Problem statement =
Write out the listing from the line with "Find the utility" to the line with "Find the pink petal", both lines included, exactly and nothing beyond. Leave pictures out.

Records =

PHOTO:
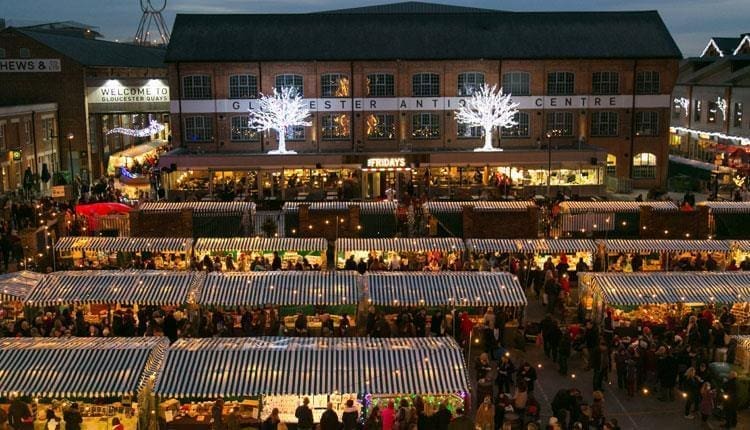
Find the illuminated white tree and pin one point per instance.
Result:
(280, 111)
(488, 108)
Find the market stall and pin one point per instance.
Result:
(317, 296)
(108, 378)
(667, 254)
(247, 371)
(99, 252)
(405, 253)
(244, 250)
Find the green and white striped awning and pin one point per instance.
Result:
(78, 368)
(288, 288)
(461, 289)
(16, 286)
(665, 245)
(229, 244)
(209, 368)
(124, 244)
(129, 287)
(397, 244)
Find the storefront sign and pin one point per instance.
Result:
(20, 65)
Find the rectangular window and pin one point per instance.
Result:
(335, 126)
(560, 121)
(425, 126)
(605, 83)
(426, 85)
(737, 115)
(196, 87)
(380, 85)
(517, 83)
(469, 82)
(560, 83)
(243, 87)
(647, 123)
(241, 131)
(647, 82)
(199, 129)
(334, 85)
(604, 124)
(381, 126)
(521, 129)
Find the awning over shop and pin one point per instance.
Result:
(280, 288)
(465, 289)
(16, 286)
(76, 368)
(311, 366)
(207, 244)
(397, 244)
(143, 287)
(124, 244)
(666, 245)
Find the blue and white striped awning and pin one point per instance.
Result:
(478, 206)
(229, 244)
(209, 368)
(143, 287)
(78, 368)
(400, 244)
(289, 288)
(16, 286)
(665, 245)
(461, 289)
(616, 206)
(382, 207)
(199, 208)
(124, 244)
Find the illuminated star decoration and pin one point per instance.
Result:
(153, 128)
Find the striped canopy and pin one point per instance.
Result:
(124, 244)
(479, 206)
(289, 288)
(228, 244)
(461, 289)
(665, 245)
(400, 244)
(78, 368)
(199, 208)
(616, 206)
(16, 286)
(208, 368)
(143, 287)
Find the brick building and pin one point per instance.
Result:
(96, 85)
(383, 83)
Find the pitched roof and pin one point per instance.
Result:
(397, 34)
(99, 53)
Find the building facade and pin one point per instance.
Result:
(383, 100)
(710, 132)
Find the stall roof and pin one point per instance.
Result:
(381, 207)
(465, 289)
(479, 206)
(665, 245)
(207, 244)
(311, 366)
(78, 367)
(16, 286)
(397, 244)
(124, 244)
(634, 289)
(616, 206)
(143, 287)
(288, 288)
(199, 208)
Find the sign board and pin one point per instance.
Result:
(27, 65)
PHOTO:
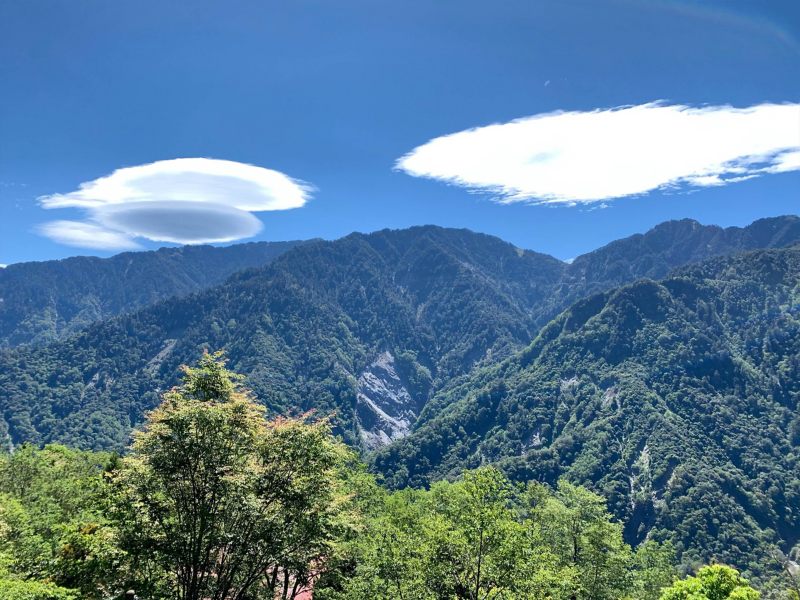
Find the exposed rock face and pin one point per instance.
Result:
(385, 410)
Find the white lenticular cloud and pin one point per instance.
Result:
(185, 201)
(86, 235)
(179, 222)
(581, 157)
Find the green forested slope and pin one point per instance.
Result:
(307, 327)
(42, 302)
(678, 400)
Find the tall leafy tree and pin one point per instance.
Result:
(714, 582)
(215, 502)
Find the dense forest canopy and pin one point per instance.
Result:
(215, 501)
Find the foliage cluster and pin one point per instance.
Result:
(217, 502)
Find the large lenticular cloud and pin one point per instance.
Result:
(185, 201)
(580, 157)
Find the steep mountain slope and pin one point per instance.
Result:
(654, 253)
(41, 302)
(368, 327)
(678, 400)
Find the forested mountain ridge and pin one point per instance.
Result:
(42, 302)
(678, 400)
(367, 327)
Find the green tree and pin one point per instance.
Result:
(714, 582)
(216, 502)
(578, 528)
(461, 541)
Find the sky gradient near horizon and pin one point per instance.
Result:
(325, 118)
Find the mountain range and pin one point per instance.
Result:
(661, 370)
(42, 302)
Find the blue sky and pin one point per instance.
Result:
(335, 93)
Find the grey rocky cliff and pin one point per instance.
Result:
(384, 408)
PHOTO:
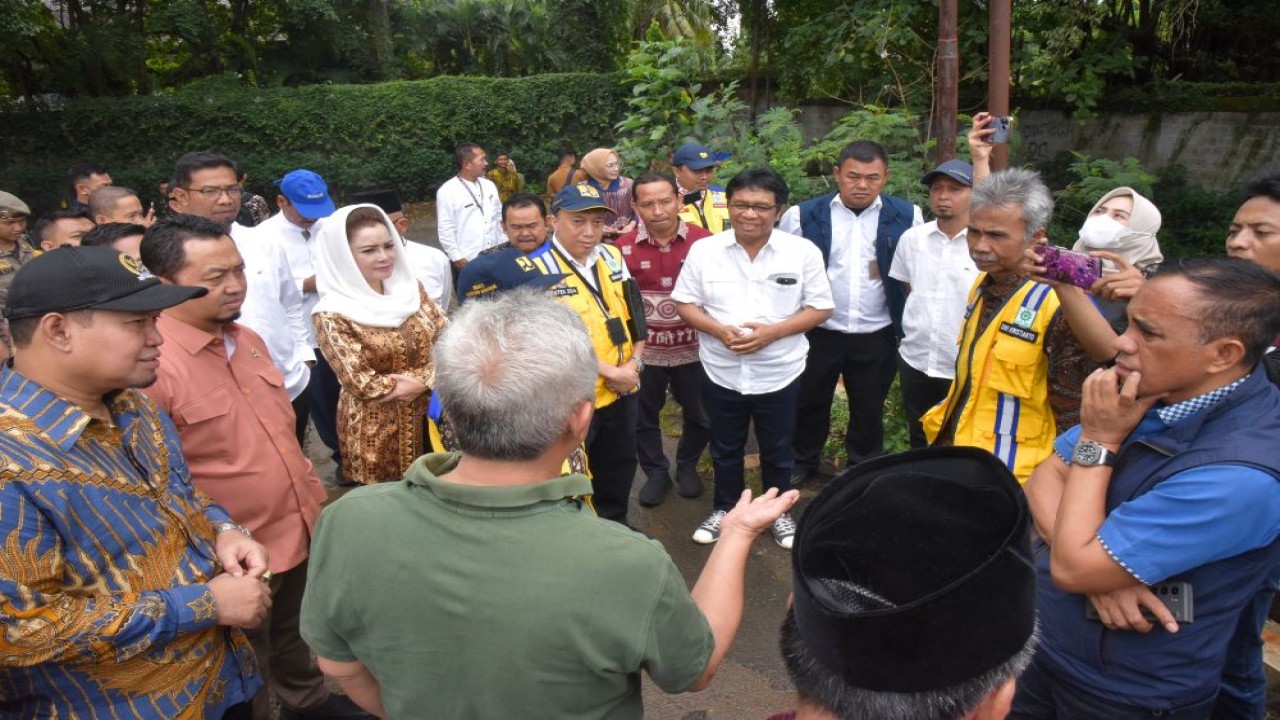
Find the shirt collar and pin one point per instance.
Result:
(428, 472)
(590, 258)
(1178, 411)
(837, 204)
(59, 420)
(190, 337)
(643, 233)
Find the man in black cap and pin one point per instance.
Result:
(704, 204)
(914, 591)
(124, 587)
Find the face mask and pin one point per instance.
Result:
(1101, 231)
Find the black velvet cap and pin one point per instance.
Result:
(914, 573)
(385, 199)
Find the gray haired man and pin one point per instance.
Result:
(499, 589)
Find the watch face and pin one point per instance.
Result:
(1087, 454)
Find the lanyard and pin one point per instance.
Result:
(595, 288)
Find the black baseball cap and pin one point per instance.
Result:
(80, 278)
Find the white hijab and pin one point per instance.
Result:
(1137, 242)
(346, 292)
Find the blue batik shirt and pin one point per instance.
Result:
(108, 548)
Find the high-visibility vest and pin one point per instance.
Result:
(714, 212)
(1002, 381)
(577, 295)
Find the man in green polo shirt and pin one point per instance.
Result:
(483, 584)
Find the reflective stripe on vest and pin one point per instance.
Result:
(714, 206)
(575, 294)
(1006, 410)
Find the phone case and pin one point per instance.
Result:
(1074, 268)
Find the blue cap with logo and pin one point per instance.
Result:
(955, 169)
(696, 156)
(496, 272)
(577, 199)
(309, 194)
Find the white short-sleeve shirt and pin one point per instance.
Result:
(785, 277)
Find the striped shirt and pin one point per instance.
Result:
(108, 548)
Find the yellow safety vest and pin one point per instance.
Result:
(595, 311)
(1006, 409)
(714, 209)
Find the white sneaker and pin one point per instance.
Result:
(708, 532)
(784, 531)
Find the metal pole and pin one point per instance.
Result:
(997, 83)
(946, 101)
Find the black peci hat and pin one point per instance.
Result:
(913, 572)
(78, 278)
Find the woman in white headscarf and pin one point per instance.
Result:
(375, 326)
(1125, 224)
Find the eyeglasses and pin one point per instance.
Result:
(215, 192)
(757, 208)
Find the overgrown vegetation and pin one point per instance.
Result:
(398, 135)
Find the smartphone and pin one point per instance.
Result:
(1004, 126)
(1069, 267)
(1174, 596)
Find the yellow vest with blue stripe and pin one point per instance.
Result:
(575, 292)
(714, 212)
(1005, 372)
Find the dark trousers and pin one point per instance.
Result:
(920, 391)
(283, 657)
(323, 390)
(730, 414)
(1243, 693)
(611, 452)
(686, 384)
(867, 363)
(1043, 696)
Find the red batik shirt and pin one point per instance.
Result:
(654, 268)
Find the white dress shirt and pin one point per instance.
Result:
(432, 268)
(469, 217)
(785, 277)
(273, 308)
(298, 247)
(941, 273)
(856, 287)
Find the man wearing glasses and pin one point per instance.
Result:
(206, 185)
(752, 292)
(856, 229)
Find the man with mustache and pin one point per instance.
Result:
(1019, 368)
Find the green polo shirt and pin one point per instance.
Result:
(498, 601)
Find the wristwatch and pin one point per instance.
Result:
(219, 528)
(1089, 454)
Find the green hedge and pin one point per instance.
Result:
(397, 135)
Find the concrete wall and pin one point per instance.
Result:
(1220, 150)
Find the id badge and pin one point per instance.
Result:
(617, 331)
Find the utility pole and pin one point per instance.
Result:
(997, 80)
(947, 91)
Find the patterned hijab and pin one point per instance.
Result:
(344, 291)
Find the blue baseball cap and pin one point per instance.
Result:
(696, 156)
(497, 272)
(955, 169)
(577, 199)
(309, 194)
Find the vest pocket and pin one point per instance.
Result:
(1015, 369)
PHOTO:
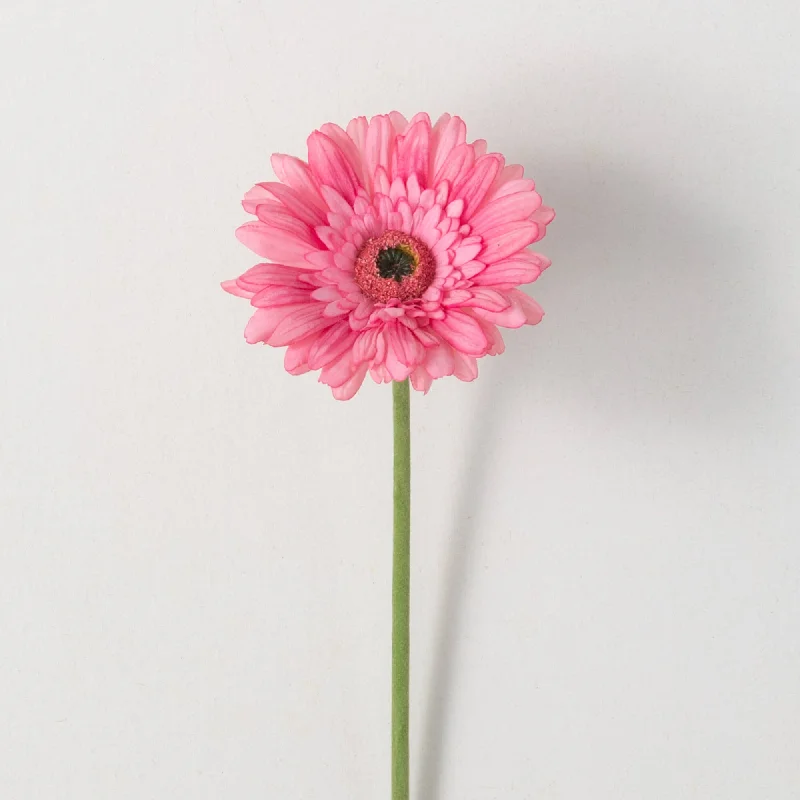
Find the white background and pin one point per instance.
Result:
(194, 581)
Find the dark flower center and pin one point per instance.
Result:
(395, 263)
(394, 266)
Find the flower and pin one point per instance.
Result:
(397, 250)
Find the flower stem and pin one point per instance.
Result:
(401, 588)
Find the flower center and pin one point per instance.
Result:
(395, 262)
(394, 266)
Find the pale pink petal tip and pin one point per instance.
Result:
(396, 251)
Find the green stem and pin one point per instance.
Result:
(401, 588)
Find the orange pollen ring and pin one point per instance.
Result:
(409, 287)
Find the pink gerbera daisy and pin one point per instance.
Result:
(396, 250)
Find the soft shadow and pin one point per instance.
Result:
(448, 630)
(645, 303)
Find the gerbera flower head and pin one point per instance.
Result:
(395, 250)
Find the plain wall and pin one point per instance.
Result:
(195, 563)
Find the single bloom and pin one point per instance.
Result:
(396, 249)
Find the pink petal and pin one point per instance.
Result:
(511, 208)
(421, 380)
(467, 250)
(504, 240)
(411, 154)
(273, 296)
(295, 361)
(262, 324)
(365, 345)
(462, 332)
(296, 203)
(532, 310)
(496, 343)
(346, 145)
(466, 367)
(330, 165)
(511, 172)
(357, 131)
(511, 317)
(348, 389)
(232, 287)
(261, 275)
(338, 372)
(299, 323)
(473, 187)
(448, 133)
(399, 121)
(512, 187)
(378, 150)
(282, 222)
(259, 194)
(439, 360)
(488, 299)
(520, 268)
(331, 345)
(296, 174)
(457, 164)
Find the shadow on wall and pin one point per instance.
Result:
(649, 322)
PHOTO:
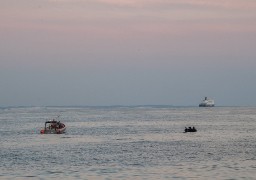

Response box =
Find the utility pole and pin one point per instance.
Result:
(997, 80)
(947, 91)
Find the patterned hijab and pin one point per instance.
Result:
(344, 291)
Find the blue baseball cap and pin one point per instance.
Result:
(696, 156)
(497, 272)
(955, 169)
(577, 199)
(309, 194)
Find the vest pocket and pin one point per instance.
Result:
(1015, 369)
PHOTO:
Find the white background and pin one point per instance.
Result:
(194, 581)
Find the dark flower center and pin one point per instance.
Result:
(395, 263)
(394, 266)
Find the flower and pin one point per instance.
Result:
(397, 250)
Find the flower stem and pin one point per instance.
Result:
(401, 588)
Find the flower center and pin one point per instance.
Result:
(395, 262)
(394, 266)
Find the pale pink petal tip and pin one point per instance.
Result:
(396, 251)
Find the green stem and pin one point per instance.
Result:
(401, 588)
Find the orange pollen ring and pin one point per instance.
Result:
(409, 287)
Find the pink gerbera daisy and pin one point per instance.
Result:
(396, 250)
Find the soft shadow and pin one point per instance.
Result:
(448, 630)
(645, 303)
Find the gerbera flower head and pin one point per instance.
Result:
(395, 250)
Find the plain wall and pin one point per instance.
Result:
(195, 563)
Find the single bloom and pin one point per instance.
Result:
(396, 249)
Find the pink petal and pin one point per instance.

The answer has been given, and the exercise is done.